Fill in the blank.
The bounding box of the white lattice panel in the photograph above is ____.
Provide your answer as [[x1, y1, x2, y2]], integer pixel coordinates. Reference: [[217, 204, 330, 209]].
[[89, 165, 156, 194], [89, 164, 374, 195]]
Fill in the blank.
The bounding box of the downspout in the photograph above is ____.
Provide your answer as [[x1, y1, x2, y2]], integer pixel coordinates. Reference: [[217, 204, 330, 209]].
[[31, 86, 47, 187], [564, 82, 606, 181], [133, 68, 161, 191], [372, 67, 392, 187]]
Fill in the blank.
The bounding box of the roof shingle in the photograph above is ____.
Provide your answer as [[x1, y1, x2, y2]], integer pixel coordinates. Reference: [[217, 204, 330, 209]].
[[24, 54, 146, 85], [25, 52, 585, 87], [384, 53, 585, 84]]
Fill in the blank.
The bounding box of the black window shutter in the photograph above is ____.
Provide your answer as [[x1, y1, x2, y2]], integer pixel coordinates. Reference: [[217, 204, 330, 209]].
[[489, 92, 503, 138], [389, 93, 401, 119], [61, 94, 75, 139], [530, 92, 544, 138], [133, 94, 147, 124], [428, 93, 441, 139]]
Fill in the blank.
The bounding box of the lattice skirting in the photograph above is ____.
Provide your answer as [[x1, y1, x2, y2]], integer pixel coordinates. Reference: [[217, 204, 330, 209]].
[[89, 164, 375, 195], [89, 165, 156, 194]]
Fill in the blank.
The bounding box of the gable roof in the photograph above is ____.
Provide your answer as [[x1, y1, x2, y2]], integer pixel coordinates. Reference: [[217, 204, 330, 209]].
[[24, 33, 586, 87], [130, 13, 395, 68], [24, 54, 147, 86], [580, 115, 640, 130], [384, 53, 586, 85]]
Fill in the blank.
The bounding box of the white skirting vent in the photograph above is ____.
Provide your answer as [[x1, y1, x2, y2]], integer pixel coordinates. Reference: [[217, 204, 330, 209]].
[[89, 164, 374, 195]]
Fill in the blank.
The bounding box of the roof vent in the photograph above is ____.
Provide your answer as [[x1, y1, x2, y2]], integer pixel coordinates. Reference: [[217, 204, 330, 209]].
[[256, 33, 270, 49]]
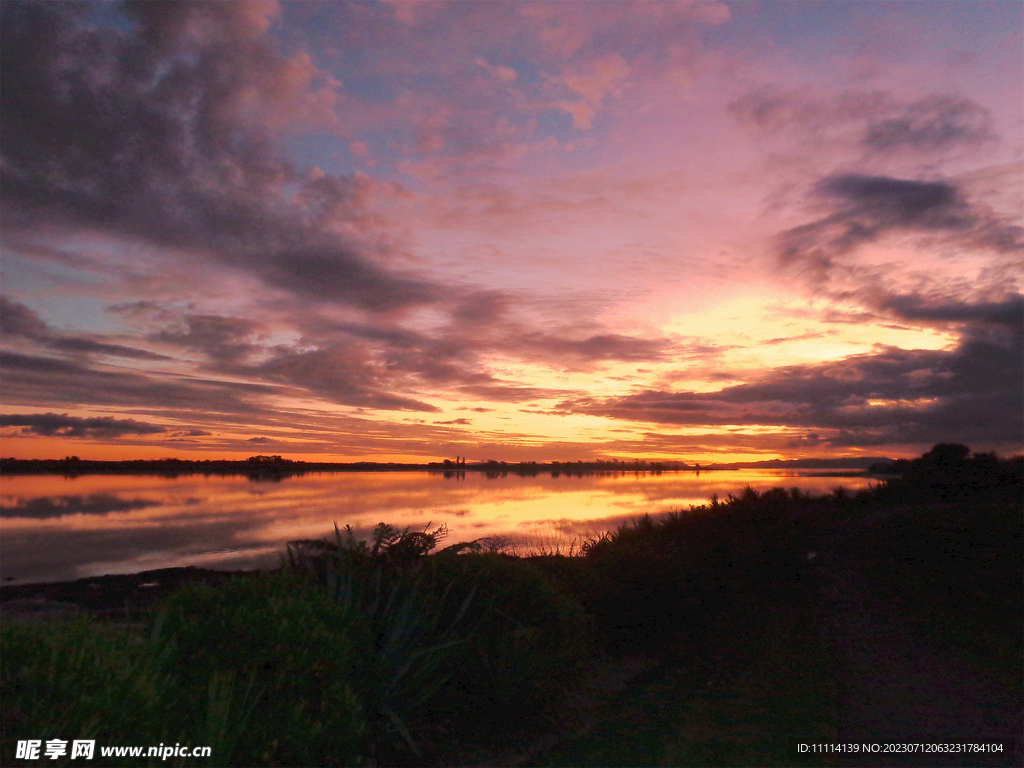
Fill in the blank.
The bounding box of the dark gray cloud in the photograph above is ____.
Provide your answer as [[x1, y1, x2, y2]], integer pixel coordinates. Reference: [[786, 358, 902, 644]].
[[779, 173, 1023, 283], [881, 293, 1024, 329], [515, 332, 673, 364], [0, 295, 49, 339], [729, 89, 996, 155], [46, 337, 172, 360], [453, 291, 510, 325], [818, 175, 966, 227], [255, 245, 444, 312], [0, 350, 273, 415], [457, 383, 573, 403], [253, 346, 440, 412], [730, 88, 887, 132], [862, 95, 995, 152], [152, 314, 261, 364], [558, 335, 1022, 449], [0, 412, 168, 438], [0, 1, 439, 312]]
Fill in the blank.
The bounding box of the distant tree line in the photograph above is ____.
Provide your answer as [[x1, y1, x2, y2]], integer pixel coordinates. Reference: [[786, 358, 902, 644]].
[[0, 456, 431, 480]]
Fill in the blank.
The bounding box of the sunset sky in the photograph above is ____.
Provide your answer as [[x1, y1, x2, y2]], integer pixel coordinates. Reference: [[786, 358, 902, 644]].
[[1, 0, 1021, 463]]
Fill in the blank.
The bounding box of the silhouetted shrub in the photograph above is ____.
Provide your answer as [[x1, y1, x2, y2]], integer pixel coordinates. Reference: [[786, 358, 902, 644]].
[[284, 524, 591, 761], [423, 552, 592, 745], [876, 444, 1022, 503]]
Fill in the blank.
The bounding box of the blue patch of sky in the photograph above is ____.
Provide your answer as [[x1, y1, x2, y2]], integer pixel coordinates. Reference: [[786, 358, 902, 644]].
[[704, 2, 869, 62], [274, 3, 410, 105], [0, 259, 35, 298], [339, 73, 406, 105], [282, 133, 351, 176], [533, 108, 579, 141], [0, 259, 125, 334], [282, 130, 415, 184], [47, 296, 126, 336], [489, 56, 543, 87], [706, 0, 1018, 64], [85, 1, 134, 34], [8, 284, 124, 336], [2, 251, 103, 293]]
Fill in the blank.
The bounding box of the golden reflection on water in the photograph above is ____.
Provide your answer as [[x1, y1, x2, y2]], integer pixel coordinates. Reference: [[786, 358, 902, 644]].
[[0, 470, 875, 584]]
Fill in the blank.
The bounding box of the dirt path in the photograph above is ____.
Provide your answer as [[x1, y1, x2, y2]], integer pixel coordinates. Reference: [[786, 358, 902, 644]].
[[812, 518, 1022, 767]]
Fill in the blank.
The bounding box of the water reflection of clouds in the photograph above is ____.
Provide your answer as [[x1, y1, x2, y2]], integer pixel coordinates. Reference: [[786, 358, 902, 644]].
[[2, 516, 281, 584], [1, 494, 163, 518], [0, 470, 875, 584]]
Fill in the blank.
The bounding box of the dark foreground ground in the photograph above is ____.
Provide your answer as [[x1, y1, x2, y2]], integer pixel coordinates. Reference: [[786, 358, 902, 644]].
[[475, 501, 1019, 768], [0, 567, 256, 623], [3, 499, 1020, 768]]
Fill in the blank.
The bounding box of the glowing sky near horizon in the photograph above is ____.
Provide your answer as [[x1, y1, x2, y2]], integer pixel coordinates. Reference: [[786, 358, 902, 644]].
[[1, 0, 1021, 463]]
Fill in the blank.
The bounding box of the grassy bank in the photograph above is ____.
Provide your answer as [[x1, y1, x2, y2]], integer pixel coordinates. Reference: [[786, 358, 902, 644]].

·····

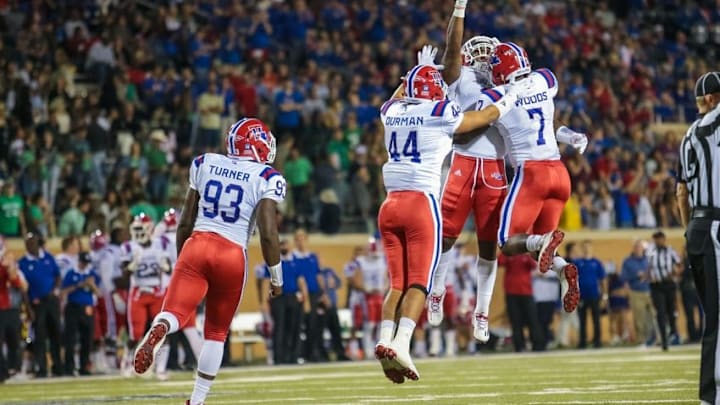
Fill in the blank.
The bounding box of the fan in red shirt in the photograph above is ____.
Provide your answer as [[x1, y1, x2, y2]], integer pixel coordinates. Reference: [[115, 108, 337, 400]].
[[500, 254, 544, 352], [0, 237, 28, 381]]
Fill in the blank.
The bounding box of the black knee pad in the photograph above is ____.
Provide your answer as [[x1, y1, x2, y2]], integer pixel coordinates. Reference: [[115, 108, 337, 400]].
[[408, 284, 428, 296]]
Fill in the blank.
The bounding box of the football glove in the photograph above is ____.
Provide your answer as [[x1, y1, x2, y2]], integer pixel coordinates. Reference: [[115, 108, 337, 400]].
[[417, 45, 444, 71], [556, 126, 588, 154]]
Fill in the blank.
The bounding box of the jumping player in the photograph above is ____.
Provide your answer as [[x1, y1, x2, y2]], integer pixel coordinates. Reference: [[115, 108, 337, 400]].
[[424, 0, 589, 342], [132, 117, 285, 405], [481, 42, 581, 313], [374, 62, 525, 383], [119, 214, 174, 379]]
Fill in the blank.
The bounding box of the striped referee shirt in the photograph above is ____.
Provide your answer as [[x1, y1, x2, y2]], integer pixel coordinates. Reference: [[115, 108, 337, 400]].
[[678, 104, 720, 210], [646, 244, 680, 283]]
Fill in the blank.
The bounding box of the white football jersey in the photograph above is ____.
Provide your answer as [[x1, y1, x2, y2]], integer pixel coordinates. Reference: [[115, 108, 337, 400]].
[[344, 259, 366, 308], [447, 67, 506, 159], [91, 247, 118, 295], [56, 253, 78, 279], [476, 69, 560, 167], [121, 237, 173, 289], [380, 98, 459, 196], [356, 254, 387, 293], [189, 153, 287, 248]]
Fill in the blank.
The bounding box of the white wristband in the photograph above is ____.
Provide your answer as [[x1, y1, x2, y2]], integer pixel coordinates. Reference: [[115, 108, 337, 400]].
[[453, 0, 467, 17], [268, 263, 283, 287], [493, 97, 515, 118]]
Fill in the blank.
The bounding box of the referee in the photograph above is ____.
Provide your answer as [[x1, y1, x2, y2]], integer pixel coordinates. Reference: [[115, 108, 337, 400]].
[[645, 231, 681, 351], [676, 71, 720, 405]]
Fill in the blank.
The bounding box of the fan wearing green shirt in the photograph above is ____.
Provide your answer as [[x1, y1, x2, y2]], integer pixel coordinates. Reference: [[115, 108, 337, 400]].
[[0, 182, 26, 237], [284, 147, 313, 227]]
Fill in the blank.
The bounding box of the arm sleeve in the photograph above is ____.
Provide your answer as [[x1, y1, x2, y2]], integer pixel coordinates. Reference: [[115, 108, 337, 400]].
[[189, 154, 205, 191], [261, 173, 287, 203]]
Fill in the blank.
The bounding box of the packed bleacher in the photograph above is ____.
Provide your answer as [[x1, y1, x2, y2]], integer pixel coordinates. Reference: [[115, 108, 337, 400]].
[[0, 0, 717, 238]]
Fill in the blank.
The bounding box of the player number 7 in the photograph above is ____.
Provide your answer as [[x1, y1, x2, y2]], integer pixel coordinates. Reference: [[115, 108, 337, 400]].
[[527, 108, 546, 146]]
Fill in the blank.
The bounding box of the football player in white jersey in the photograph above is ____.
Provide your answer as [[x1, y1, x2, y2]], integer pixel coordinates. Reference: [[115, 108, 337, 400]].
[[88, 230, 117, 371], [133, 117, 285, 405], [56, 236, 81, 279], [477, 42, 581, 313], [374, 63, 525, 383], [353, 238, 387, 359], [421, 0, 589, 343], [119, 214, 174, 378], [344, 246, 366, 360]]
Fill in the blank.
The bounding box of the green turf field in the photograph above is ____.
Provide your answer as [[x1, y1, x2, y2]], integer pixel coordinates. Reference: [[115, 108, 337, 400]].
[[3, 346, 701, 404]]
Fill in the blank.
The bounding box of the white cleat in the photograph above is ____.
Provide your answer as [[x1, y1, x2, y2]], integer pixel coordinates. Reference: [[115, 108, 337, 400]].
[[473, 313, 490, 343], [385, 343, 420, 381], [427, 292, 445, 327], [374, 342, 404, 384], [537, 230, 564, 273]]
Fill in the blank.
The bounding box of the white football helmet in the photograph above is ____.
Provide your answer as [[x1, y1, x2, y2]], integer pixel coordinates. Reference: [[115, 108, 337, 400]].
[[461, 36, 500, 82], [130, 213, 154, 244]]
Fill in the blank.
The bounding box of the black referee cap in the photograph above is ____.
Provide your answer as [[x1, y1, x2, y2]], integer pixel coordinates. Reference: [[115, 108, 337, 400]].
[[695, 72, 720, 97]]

·····

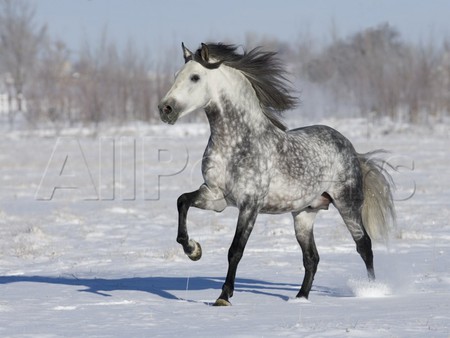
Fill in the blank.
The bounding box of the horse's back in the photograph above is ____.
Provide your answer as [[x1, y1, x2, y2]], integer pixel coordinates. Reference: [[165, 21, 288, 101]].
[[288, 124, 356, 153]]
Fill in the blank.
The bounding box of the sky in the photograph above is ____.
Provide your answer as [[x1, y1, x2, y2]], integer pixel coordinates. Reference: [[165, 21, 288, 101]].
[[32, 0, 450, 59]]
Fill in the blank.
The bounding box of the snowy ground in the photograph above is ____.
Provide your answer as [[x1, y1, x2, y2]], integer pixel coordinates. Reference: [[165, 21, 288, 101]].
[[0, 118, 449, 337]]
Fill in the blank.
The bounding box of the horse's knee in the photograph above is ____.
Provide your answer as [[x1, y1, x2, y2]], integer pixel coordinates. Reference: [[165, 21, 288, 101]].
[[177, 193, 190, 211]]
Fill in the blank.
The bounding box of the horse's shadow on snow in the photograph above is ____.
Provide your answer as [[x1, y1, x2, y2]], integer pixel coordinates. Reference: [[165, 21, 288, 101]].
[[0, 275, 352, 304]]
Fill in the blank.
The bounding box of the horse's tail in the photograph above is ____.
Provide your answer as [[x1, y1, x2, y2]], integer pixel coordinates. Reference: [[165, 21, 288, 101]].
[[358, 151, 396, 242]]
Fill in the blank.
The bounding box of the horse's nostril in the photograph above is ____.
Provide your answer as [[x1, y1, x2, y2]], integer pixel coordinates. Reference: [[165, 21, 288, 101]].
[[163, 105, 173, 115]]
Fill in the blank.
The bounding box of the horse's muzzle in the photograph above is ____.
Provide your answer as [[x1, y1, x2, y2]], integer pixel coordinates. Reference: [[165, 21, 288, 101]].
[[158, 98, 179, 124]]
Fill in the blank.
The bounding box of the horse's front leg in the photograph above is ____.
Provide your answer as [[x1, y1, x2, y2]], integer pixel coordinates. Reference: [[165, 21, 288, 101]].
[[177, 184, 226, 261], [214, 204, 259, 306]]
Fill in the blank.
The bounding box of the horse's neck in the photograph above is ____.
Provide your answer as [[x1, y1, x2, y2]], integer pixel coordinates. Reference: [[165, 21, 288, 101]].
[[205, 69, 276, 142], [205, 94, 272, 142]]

·····

_Task brief:_ Working from the material above, retype exactly the lines from the one with "The bounding box of the blue" through the one with "The bounding box of the dirt", both included, and only those lines.

_Reply:_
The bounding box of the blue patch of sky in the photograph above is ____.
Provide your answer as [[x1, y1, x2, y2]], integer pixel coordinates. Reference: [[786, 358, 902, 644]].
[[704, 2, 869, 62], [274, 3, 410, 105], [0, 259, 35, 298], [339, 73, 406, 105], [282, 133, 351, 176], [533, 108, 579, 141], [0, 259, 125, 334], [282, 130, 415, 184], [47, 296, 126, 336], [489, 56, 543, 87], [706, 0, 1018, 64], [85, 1, 134, 34], [8, 284, 124, 336], [2, 251, 103, 293]]
Fill in the blank.
The bounding box of the golden reflection on water in the photograph above is ____.
Provide your answer as [[x1, y1, x2, y2]], integer pixel coordinates. Reference: [[786, 358, 902, 644]].
[[0, 470, 875, 584]]
Fill in the blank.
The bounding box of the dirt path in the photograph above is ____.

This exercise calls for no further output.